<<<<

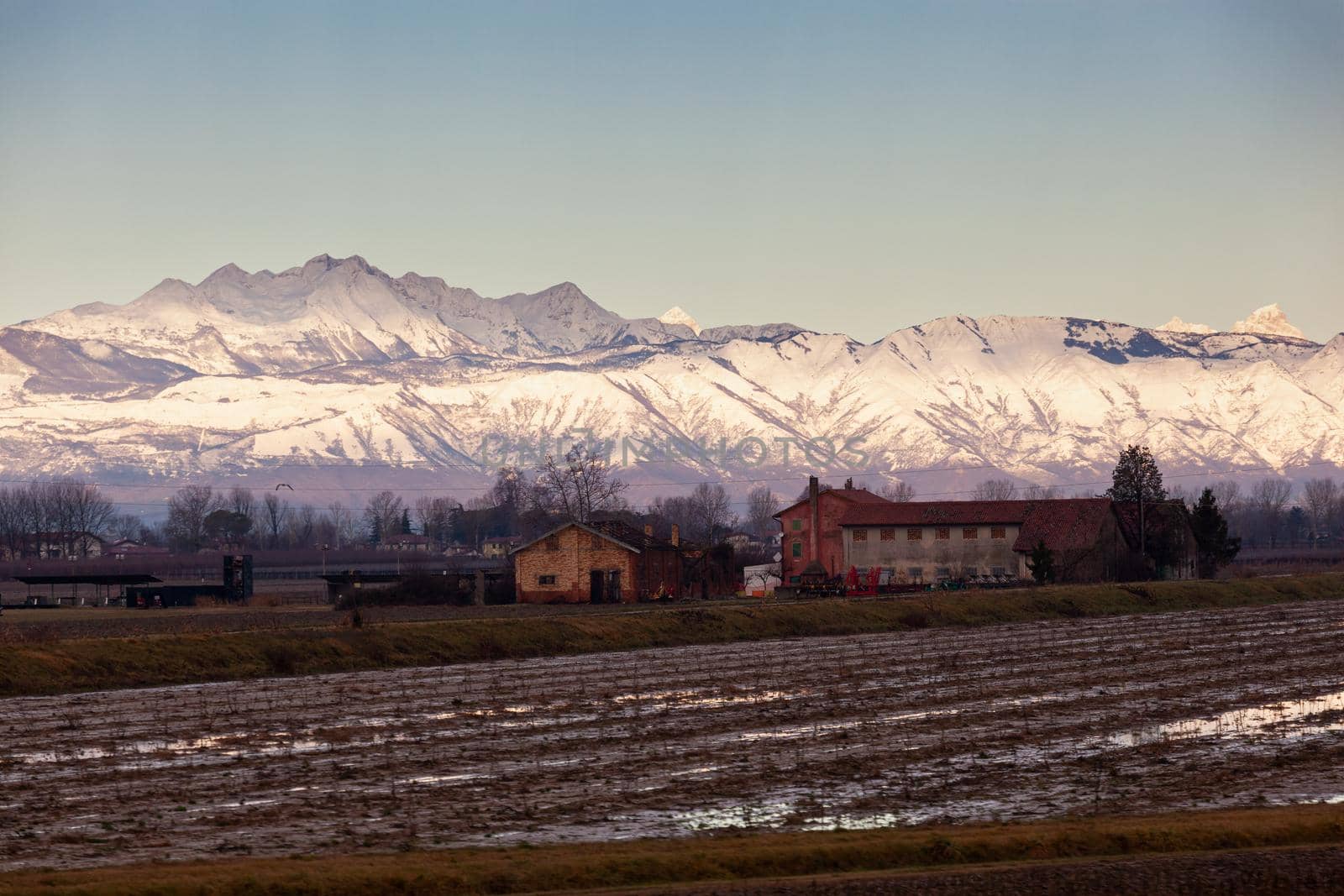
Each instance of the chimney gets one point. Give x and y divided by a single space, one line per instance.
815 508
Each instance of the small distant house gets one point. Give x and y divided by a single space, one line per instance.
405 542
743 542
604 562
501 546
127 548
60 546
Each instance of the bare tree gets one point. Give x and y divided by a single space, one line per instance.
344 530
187 512
994 490
13 528
675 511
302 526
436 517
580 485
275 515
242 501
1320 497
1269 497
383 516
898 492
763 504
712 511
125 527
87 516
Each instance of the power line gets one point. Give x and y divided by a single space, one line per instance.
796 477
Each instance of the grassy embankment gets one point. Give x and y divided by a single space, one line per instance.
87 664
669 862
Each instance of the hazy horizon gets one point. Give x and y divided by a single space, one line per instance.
855 170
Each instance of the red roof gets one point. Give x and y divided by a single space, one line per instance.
858 496
1068 524
1063 523
937 512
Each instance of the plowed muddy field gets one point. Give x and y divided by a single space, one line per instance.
1121 715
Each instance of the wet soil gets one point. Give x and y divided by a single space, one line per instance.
1120 715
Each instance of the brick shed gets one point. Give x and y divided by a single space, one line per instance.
604 562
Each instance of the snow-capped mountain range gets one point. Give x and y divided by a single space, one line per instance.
335 375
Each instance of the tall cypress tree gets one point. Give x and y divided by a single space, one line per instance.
1213 546
1042 563
1136 477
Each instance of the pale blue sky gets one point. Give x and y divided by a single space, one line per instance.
847 167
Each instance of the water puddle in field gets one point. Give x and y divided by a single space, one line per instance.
1283 719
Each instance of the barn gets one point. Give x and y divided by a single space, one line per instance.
1092 539
606 562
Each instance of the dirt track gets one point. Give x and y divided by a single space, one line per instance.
1136 714
1287 872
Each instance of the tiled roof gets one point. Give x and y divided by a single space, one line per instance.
857 496
937 512
627 533
1068 524
1065 524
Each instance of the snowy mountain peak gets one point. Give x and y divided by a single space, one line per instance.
322 264
675 316
228 273
1178 325
1270 320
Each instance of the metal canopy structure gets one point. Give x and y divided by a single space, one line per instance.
102 584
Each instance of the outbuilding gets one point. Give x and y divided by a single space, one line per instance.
605 562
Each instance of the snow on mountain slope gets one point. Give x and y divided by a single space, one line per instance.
335 365
336 311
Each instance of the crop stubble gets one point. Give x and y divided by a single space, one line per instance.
1117 715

>>>>

WORK REQUEST: Your task is to restate, word for word, the line with "Each instance of the dirt" and all lines after it, ending with the last line of the data.

SOLUTION:
Each instance of the dirt track gets one point. Give x and y divided by a single space, one line per instance.
1136 714
1287 872
Each instance of the tiled roof gets one point. Give x and y divided by a single space, one line per instance.
857 496
937 512
627 533
1068 524
1065 524
Each instance of the snowy mountain peak gets one point. Give x and y divided by a single space, one line per instance.
322 264
675 316
228 273
1178 325
1270 320
Each instance of the metal canopy structure gets one point. Give x and y divided by a single space, one line per instance.
102 584
Each instance of the outbuilding gets one point. Give x and y divided by a single space, one line per instance.
605 562
Each instance of the snow on mountain slope gets one point. Give x and y divided by a single space, one line per instance.
335 365
336 311
Each instance of the crop stubble gets one point. Give x and y divided by a single space, one line per instance.
1117 715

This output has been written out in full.